Exercise aim: Please copy each of the items below word for word, keeping every line in its original order.

Entries provided:

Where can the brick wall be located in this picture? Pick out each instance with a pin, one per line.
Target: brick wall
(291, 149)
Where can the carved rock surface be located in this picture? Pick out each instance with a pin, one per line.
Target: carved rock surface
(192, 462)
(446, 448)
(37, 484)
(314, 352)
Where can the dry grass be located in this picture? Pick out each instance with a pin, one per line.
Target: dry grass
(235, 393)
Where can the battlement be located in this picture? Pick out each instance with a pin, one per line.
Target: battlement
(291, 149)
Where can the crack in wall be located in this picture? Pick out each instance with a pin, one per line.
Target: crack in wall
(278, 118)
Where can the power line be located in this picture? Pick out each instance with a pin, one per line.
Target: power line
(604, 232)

Reply to the task:
Where can the brick wall be located in this picture? Pick out each instance with a pin, one per line.
Target: brick wall
(291, 149)
Where can the carved rock surface be located in this picture? Pick out each instance with a pin, one per line.
Target: carved rock surface
(192, 462)
(446, 448)
(37, 484)
(314, 352)
Where can the dry grass be located in this picture? Pick out each instance with a pin, one per line.
Target: dry grass
(235, 393)
Where can the battlement be located in this picture? Pick out each instance with a pin, one per line.
Target: battlement
(291, 149)
Where can the crack in wall be located in this picture? Pick out each instance with a pin, one per line.
Target: crack in wall
(278, 118)
Where can the power line be located in this picture? Pick out each instance with a pin, one per line.
Target: power line
(604, 232)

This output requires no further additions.